[Start of Extract to read]

Here we go: 4 things.

FOUR. THINGS.

4. The game ended two hours and two minutes ago as I sit down to begin writing this, and for the first time since we started this postseason run with “12 Things,” I have no idea where to start. Most of these entries have presented a common challenge: how to narrow all the things I want to talk about into a dozen categories, or eight, or five. But this time, I’m having the opposite problem. I really don’t know what to say.

The last time I felt that way after a playoff game, it was for a very different reason. It was following Game 6 in St. Louis in 2011. My “1 Thing” column ran all of 32 words. I was gutted.

I was gutted last Friday, too.

I was at Game 5, along with our two kids. I’ve been to more than 1,000 games of some sort in my life. That one was a top-fiver for me. It was top five when Adolis Garcia turned the lead around in the sixth inning with a missile off Justin Verlander, a moment nobody reading this will ever forget; it was top five when Bryan Abreu drilled Garcia in the eighth and emptied the benches; it was top five when Jose Altuve took Jose Leclerc deep in the ninth.

[End of Extract to read]
[Start of Provided material]

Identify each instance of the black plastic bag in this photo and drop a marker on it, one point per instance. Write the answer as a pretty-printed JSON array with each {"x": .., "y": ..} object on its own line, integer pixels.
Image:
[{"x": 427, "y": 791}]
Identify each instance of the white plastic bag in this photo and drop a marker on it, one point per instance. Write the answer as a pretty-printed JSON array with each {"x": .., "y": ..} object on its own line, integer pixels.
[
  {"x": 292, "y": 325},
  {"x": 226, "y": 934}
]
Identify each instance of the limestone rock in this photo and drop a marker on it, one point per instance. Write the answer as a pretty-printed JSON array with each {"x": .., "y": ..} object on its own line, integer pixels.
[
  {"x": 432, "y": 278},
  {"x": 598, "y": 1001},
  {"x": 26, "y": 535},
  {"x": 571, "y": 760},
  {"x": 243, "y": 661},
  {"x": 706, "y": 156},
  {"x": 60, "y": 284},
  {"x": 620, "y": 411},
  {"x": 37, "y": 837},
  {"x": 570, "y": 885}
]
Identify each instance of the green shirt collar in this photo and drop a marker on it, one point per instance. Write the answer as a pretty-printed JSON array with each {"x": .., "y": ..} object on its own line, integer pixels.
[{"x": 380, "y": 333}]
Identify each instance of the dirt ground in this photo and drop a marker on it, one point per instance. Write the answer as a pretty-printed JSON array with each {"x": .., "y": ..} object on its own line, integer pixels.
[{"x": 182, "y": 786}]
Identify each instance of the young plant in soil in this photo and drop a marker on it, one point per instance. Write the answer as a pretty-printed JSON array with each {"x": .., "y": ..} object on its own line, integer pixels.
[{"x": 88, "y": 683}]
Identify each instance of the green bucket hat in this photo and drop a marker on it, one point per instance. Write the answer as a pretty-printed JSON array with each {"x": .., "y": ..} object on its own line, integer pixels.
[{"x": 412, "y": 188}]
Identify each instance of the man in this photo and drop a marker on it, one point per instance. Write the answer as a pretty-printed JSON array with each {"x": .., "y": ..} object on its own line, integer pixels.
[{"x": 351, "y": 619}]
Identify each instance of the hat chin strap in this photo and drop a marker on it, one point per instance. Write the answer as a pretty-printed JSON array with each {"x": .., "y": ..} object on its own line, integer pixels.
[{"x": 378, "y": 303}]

[End of Provided material]

> **Work instructions**: Please continue the baseball column from the point where it stops. The records have no connection to the baseball column.

> **Output of the task**:
Gutted.

I went to see some old high school friends late that night, which helped me wash off the devastation. As some of them asked me what I thought would happen as the series headed back to Houston, I dodged the question and thought about Game 7 in St. Louis in 2011. And how little I actually remember about that game. Even when they scored twice in the top of the first, I felt like the Rangers were  down by eight runs. I had nothing left. It felt like the team was right there with me, and St. Louis 6, Texas 2 couldn’t end fast enough.

I suppose I was conditioned after Friday’s soul-crushing defeat for the season to end the next time the Rangers took the field, to circle the drain surely but slowly.

But it happened exactly unlike that on Sunday.

And again on Monday.

I have a complicated relationship with sports. I’ve only shared it with a couple of people. Maybe one day I will share it with a professional, and then maybe with you. I don’t know.

I have friends who are Astros fans, most but not all of whom truly cared about the team before 2015. I hate their team, but don’t begrudge their loyalty; I respect it. The Astros are great at baseball. They’re also great for baseball, a supervillain with a storyline. They are exceptionally easy to hate because they’ve played dynasty baseball for seven years, but it’s not the only reason why. This isn’t David Freese hate.

The memory of Game 6 against the Cardinals—and the lack of memory of Game 7—primed me to expect an anticlimactic end to the 2023 season once Game 5 ended with a gut punch and sent the Rangers and Astros back to Houston. The way I feel about the Astros only deepened the dread.

But it did not for the Rangers themselves. 

Good grief, not for the Rangers themselves.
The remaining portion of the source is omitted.